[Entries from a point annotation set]
====================

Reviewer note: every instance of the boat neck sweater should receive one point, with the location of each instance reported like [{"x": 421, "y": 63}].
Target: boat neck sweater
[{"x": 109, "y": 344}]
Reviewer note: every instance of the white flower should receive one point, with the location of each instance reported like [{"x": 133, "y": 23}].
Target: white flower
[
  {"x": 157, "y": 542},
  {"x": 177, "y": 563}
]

====================

* DIRECTIONS *
Arrange the lines from the one containing "Reviewer note: every instance of the white" through the end of the records as a JSON list of strings, one string per line, leaving out any blank lines.

* TASK ANSWER *
[
  "Reviewer note: every instance of the white flower should receive one point, with the location of each instance reported like [{\"x\": 133, \"y\": 23}].",
  "Target: white flower",
  "[",
  "  {\"x\": 157, \"y\": 542},",
  "  {\"x\": 177, \"y\": 563}",
  "]"
]